WORK INSTRUCTIONS:
Write out the entries again exactly as they are given.

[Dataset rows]
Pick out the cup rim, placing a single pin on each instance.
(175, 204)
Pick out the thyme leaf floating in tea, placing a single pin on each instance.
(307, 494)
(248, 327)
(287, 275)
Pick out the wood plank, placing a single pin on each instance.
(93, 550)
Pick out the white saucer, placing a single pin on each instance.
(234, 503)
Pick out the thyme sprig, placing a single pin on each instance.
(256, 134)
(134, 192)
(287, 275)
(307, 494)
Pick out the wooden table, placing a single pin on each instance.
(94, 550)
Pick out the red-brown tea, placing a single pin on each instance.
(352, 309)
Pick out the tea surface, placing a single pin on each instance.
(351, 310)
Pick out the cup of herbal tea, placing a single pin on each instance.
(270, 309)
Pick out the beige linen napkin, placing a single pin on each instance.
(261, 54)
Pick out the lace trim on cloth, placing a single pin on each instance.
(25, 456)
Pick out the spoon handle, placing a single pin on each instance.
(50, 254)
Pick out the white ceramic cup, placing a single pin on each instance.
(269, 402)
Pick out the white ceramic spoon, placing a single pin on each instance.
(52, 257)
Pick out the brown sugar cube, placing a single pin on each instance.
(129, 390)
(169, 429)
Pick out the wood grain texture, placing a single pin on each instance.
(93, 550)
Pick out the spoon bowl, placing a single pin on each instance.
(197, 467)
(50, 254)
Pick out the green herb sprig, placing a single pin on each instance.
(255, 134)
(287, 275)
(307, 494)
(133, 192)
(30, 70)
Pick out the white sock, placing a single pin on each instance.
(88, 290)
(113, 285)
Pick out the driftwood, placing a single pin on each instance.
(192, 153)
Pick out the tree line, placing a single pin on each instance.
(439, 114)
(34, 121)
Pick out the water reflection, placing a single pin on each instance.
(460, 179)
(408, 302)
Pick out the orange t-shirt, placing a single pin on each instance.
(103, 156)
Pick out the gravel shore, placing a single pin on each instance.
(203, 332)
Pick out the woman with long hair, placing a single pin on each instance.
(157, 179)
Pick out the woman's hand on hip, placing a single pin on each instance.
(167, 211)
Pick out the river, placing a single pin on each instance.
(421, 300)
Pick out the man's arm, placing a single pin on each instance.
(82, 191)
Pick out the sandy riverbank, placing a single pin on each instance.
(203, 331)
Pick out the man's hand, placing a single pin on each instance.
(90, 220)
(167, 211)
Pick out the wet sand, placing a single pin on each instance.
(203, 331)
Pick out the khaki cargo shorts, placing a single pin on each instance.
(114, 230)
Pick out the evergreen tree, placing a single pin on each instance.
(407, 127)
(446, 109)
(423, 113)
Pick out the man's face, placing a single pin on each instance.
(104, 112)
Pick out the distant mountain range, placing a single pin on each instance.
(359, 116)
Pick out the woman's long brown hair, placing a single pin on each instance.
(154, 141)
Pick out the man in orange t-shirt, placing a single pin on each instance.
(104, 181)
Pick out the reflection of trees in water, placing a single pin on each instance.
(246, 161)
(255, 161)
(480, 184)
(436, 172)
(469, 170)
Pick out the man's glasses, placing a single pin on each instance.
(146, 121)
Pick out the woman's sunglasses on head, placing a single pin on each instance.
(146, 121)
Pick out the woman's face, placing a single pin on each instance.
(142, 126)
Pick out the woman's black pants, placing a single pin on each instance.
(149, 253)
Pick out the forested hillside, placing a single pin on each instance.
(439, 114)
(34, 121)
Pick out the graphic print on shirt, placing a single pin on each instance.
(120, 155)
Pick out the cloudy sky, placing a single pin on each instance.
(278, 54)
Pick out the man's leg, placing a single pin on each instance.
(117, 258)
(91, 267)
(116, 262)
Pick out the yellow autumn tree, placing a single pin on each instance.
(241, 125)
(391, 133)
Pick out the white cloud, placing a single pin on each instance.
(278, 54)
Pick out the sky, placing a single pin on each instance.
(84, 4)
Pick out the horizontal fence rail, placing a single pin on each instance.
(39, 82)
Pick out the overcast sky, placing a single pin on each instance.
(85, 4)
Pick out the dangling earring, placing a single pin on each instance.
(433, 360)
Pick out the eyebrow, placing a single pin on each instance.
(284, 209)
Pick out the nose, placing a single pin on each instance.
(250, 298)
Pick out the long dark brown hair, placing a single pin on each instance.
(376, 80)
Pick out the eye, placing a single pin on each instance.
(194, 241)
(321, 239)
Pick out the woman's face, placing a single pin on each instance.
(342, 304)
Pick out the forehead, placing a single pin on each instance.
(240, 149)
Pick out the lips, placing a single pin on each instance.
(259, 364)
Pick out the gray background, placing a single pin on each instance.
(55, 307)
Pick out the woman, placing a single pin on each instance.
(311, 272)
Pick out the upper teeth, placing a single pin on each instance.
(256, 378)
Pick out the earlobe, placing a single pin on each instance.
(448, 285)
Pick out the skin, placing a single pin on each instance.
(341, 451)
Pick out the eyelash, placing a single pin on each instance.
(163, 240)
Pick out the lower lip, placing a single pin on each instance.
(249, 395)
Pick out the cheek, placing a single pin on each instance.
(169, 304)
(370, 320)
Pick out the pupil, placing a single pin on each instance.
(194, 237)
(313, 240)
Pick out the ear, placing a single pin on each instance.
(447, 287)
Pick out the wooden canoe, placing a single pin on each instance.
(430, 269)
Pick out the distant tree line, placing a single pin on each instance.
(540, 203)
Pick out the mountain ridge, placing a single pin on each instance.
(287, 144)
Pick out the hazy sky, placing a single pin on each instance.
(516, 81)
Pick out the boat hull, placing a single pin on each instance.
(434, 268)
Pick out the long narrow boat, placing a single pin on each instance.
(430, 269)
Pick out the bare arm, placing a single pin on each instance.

TASK RESPONSE:
Pick out the cup rim, placing a single pin on each instance.
(175, 204)
Pick out the thyme leaf floating in tea, placing a single pin on each instance.
(307, 494)
(248, 327)
(287, 275)
Pick out the wood plank, placing a single pin on each instance.
(93, 550)
Pick out the white saucer, placing a single pin on each instance.
(234, 503)
Pick out the thyme sprig, placing a single pin on each instance.
(256, 134)
(134, 192)
(287, 275)
(307, 494)
Pick out the wooden table, placing a single pin on each instance.
(94, 550)
Pick out the red-brown tea, placing a single pin on each instance.
(352, 309)
Pick out the tea surface, placing a single pin on each instance.
(351, 310)
Pick out the cup of herbal tea, placing a single pin on each instance.
(270, 309)
Pick out the beige linen napkin, placing a single pin on each instance.
(261, 54)
Pick out the lace trim on cloth, placing a single pin on each instance.
(25, 456)
Pick out the spoon handle, placing a single pin on each instance.
(50, 254)
Pick out the white ceramic cup, placing a single pin on each instance.
(269, 402)
Pick out the white ceramic spoon, placing a single pin on each instance.
(52, 257)
Pick out the brown sugar cube, placing a single pin on each instance.
(129, 390)
(169, 429)
Pick out the wood grain texture, placing a single pin on each instance.
(93, 550)
Pick out the spoon bowl, placing a single pin on each instance.
(197, 467)
(50, 254)
Pick out the green herb sprig, placing a single pin on each instance.
(255, 134)
(287, 275)
(307, 494)
(133, 192)
(30, 70)
Pick out the white sock, placing a single pin on each instance.
(88, 290)
(113, 285)
Pick out the driftwood, placing a single pin on each instance.
(192, 153)
Pick out the tree line, placing a single pin on each instance.
(439, 114)
(34, 121)
Pick out the water reflection, placing a single pin on each instance.
(460, 179)
(408, 302)
Pick out the orange t-shirt, placing a single pin on each instance.
(103, 156)
Pick out the gravel shore, placing a single pin on each instance.
(203, 332)
Pick out the woman with long hair, placing a single pin on each instance.
(157, 179)
Pick out the woman's hand on hip, placing a single pin on each instance.
(167, 211)
Pick out the river, placing a single pin on each instance.
(421, 300)
Pick out the man's arm, placing a single pin on each instance.
(82, 191)
Pick out the sandy riverbank, placing a single pin on each instance.
(203, 331)
Pick out the man's hand, placing a single pin on each instance.
(90, 220)
(167, 211)
Pick out the wet sand, placing a single pin on each instance.
(203, 331)
Pick out the khaki cargo shorts, placing a single pin on each instance.
(114, 230)
Pick out the evergreen tree, placing a single pin on each instance.
(407, 127)
(446, 109)
(423, 113)
Pick out the man's face, placing a single pin on each instance.
(104, 112)
Pick out the distant mountain range, placing a single pin on each instance.
(359, 116)
Pick out the woman's long brown hair, placing a single pin on each instance.
(154, 141)
Pick out the man in orange t-shirt, placing a single pin on each instance.
(104, 181)
Pick out the reflection of trees in water, placing a single pin on each instance.
(246, 161)
(255, 161)
(480, 184)
(436, 172)
(469, 170)
Pick out the man's glasses, placing a single pin on each instance.
(146, 121)
Pick out the woman's sunglasses on head, placing a single pin on each instance.
(146, 121)
Pick out the woman's face, placing a single pin on each instance.
(142, 126)
Pick out the woman's black pants, placing a single pin on each instance.
(149, 253)
Pick out the forested hillside, placing a single pin on each instance.
(439, 114)
(34, 121)
Pick out the graphic print on shirt, placing a single pin on each instance.
(120, 155)
Pick out the cloudy sky, placing a single pin on each instance.
(278, 54)
Pick out the man's leg, placing a single pin on each instance.
(117, 258)
(91, 267)
(116, 262)
Pick out the yellow autumn tree, placing a single pin on each instance.
(241, 125)
(391, 133)
Pick out the white cloud, placing a single pin on each instance.
(278, 54)
Pick out the sky, placing a single pin on each instance.
(84, 4)
Pick out the horizontal fence rail, placing a single pin on each instance.
(39, 82)
Pick out the overcast sky, placing a single pin on each instance.
(85, 4)
Pick out the dangling earring, placing a single pin on each instance.
(433, 360)
Pick out the eyebrow, placing a single pin on each instance.
(284, 209)
Pick out the nose, placing a single pin on each instance.
(250, 298)
Pick out the long dark brown hair, placing a single pin on each instance.
(376, 80)
Pick out the eye, placing a single pin on each instance.
(194, 241)
(321, 239)
Pick out the woman's face, placing a single pin on each instance.
(342, 304)
Pick out the forehead, placing a single pin on each instance.
(240, 149)
Pick out the lips, placing a single pin on each instance.
(259, 364)
Pick out the gray background, placing a single pin on each instance.
(55, 307)
Pick out the woman, placing a single pin on each instance.
(311, 272)
Pick out the upper teeth, placing a single pin on each instance.
(256, 378)
Pick out the earlobe, placing a single pin on each instance.
(448, 285)
Pick out the skin, placing a single pin on each instance.
(341, 451)
Pick out the eyelash, placing a single pin on each instance.
(163, 240)
Pick out the lower lip, placing a single pin on each instance.
(249, 395)
Pick out the cheek, placing a single pin on each instance.
(169, 304)
(370, 320)
Pick out the pupil, placing a single pin on each instance.
(194, 237)
(313, 240)
Pick out the ear, placing a single pin on each instance.
(447, 287)
Pick out the wooden canoe, placing a single pin on each instance.
(430, 269)
Pick out the distant tree line, placing a single pin on each instance.
(540, 203)
Pick out the mountain ridge, placing a single pin on each instance.
(287, 144)
Pick out the hazy sky, placing a single pin on each instance.
(516, 81)
Pick out the boat hull, placing a single pin on each instance.
(434, 268)
Pick out the long narrow boat, placing a single pin on each instance.
(430, 269)
Pick out the bare arm, placing a single pin on each instance.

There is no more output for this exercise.